### PASSAGE SHOWN
_ _ _ _ _ _ _
Round 2:  Layout and Glue-Up

We’re going to build a 68” pyramid bow with a target weight of 50#@26”/55#28”.  It's called a pyramid because the limbs will be shaped like a pyramid when finished.  This type of bow is efficient, easy to make from boards, and is VERY easy to tiller.  In fact, sometimes they need little or no tillering after the bow is profiled to shape.

Your first task is mark the face with the straightest grain as “back.”  This part will eventually face away from you when you shoot the bow and will need the straightest grain possible to maintain its structural integrity as it stretches in tension at full draw.  Mark the other face as “belly.”  This side will face you when you shoot the bow.   Now, on the BELLY side, mark your stave as in the picture below.  The section marked “Tip Overlay” is optional and will be described at a later date.  

       

Still working on the belly side, find the vertical center of the 68” section and square a line across the board.  Mark this with a “C” for center.  Then, square a line at 3” and 5” from both sides of your centerline.  I mark the 3” lines with extra dots so I can keep everything straight in my little pea brain.  Your stave should now look like this picture (minus the green lines running horizontally along the stave, which we’ll get to shortly).

NOTE: As outlined later in this thread, I would now recommend an 8" riser section to give you more working limb and a better look.  To accommodate the 8"riser, mark the center (C) as normal, then draw a line 2" and 4" from either side of it.  The two lines 2" from center denote the end of the limbs' front profile fade (i.e. the "pyramid" shape) while the lines 4" from center indicate where the ends of the 8" riser block will be.  All other dimensions and procedures can remain the same.

       

Now, mark the horizontal center of the stave on your center line.  If using a 1”x4”, this mark will be at 1 ¾”.  (Remember, the 1”x4” is really ¾”x3 ½”).  Now, mark 1 ½” above and below this mark to give you a total of 3”.  Now, do the same thing on the vertical lines located 3” to either side of your center line (the ones I marked with dots).  Connect these two lines along these marks as in the picture above.

Now, at both ends of this 68” section, find the exact center of the board, which again will be 1 ¾” from either side assuming the board is true.  (Check just to be sure!)  Now, put a mark 1/4” to either of this mark, which will give you a 1/2" width overall at the tips.  Next, connect these marks with the lines your drew between the dotted lines.  Here’s a picture of what that’ll look like:

       

Now, here’s a picture of how to do it.  Just clamp a straight edge along these two marks.  These horizontal lines now represent the outline of your bow.

       

Now cut off the tip overlay and riser sections from the end of the board, leaving just the 68” section.  Cut along these profile lines on this section using a band saw, jigsaw, or handsaw.  Be sure to LEAVE YOUR MARK!  You’ll trim it down to the line later.  By the way, the bandsaw in the picture is a cheapie Delta benchtop model that does the trick.  If you have a bigger model, great.  If not, buy yourself a new 1/2 blade with about 7 teeth per inch and get your fingers out of the way!
_ _ _ _ _ _ _
### INFORMATION SHOWN
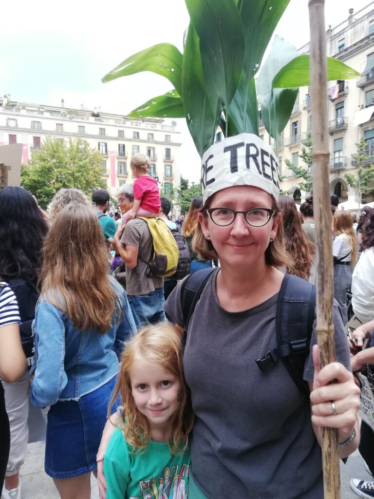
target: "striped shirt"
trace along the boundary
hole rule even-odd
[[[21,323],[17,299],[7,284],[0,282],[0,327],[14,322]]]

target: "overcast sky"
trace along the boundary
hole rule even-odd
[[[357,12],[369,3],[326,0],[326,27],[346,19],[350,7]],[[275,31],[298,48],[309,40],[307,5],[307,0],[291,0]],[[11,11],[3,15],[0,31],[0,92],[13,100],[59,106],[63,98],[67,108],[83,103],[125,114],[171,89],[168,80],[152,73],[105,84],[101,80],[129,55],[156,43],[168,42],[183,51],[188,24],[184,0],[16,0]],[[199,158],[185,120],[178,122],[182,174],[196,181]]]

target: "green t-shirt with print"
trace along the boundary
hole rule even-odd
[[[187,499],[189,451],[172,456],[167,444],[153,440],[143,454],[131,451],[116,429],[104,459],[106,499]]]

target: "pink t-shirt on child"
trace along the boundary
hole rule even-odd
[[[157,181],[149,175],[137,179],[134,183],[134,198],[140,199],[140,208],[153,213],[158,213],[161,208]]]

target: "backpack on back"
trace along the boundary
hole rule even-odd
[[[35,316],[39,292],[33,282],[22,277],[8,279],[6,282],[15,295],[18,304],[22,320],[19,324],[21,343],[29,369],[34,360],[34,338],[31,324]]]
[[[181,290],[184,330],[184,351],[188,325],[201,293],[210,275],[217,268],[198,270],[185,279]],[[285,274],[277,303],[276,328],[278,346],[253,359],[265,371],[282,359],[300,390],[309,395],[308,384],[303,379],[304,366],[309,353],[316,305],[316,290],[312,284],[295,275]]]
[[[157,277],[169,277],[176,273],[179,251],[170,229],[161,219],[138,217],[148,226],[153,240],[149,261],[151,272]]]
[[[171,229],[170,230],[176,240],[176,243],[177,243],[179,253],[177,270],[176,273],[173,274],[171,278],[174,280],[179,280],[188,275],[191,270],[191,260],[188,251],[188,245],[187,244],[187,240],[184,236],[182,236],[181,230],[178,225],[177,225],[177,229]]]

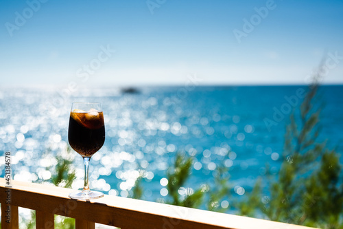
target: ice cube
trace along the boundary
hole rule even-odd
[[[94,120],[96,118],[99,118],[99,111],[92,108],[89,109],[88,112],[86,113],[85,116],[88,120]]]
_ _ _ _ _ _ _
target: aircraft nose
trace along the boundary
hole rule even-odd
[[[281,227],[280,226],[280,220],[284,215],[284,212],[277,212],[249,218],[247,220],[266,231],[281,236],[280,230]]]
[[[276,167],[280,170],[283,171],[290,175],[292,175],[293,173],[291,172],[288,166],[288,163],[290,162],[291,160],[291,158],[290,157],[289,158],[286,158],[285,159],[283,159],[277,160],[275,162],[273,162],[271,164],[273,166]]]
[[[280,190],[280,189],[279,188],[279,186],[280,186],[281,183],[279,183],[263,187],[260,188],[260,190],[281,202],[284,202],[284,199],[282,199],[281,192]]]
_ _ _ _ _ _ _
From the bow-building guide, return the part that opens with the words containing "NOTE: As outlined" and closes with "remain the same.", copied word for word. The items were taken from a different source than the bow-building guide.

NOTE: As outlined later in this thread, I would now recommend an 8" riser section to give you more working limb and a better look.  To accommodate the 8"riser, mark the center (C) as normal, then draw a line 2" and 4" from either side of it.  The two lines 2" from center denote the end of the limbs' front profile fade (i.e. the "pyramid" shape) while the lines 4" from center indicate where the ends of the 8" riser block will be.  All other dimensions and procedures can remain the same.